## Work instruction
Your copy must hold every line of the records word for word. It must hold no pictures.

════

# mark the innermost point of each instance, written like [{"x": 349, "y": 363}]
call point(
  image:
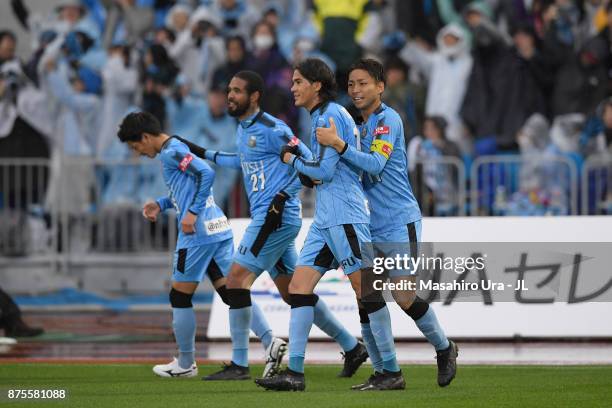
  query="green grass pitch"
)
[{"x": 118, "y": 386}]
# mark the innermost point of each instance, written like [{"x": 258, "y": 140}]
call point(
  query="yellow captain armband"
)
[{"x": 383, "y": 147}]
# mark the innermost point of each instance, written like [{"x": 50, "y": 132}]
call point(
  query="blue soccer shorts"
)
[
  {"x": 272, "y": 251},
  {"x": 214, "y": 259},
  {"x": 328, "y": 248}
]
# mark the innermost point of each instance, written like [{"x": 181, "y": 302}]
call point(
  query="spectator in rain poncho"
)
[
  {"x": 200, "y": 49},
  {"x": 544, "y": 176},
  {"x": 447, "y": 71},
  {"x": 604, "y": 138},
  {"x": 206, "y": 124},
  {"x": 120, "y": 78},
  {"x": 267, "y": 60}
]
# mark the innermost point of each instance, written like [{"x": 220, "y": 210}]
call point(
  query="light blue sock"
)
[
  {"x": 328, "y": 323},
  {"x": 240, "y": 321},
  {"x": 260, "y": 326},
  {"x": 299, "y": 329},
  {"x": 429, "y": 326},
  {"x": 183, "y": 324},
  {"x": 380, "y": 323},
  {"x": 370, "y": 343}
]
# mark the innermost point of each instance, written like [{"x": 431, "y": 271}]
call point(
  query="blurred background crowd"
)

════

## Expected answer
# mark the innermost point of each instance, written like [{"x": 349, "y": 363}]
call point(
  image:
  query="green grass pitch"
)
[{"x": 118, "y": 386}]
# mark the innermost point of each instance, written like [{"x": 258, "y": 140}]
call point(
  query="yellow captain armband"
)
[{"x": 383, "y": 147}]
# mark the innermost point of each instance, written like [{"x": 50, "y": 132}]
call point(
  query="blue soccer shorts"
)
[
  {"x": 272, "y": 251},
  {"x": 214, "y": 259},
  {"x": 328, "y": 248}
]
# mark the innermost point of each instance, written like [{"x": 181, "y": 302}]
call point(
  query="spectator in rain poncho"
)
[
  {"x": 200, "y": 49},
  {"x": 544, "y": 176},
  {"x": 447, "y": 71},
  {"x": 604, "y": 138},
  {"x": 206, "y": 124},
  {"x": 120, "y": 78},
  {"x": 267, "y": 60}
]
# mark the innermost point of each instance, written like [{"x": 220, "y": 210}]
call point(
  query="light blue sock"
)
[
  {"x": 328, "y": 323},
  {"x": 240, "y": 321},
  {"x": 260, "y": 326},
  {"x": 299, "y": 329},
  {"x": 429, "y": 326},
  {"x": 183, "y": 324},
  {"x": 380, "y": 323},
  {"x": 370, "y": 343}
]
# mark the innermost point of each instance, written like [{"x": 431, "y": 271}]
call point(
  query="blurred background crowd"
)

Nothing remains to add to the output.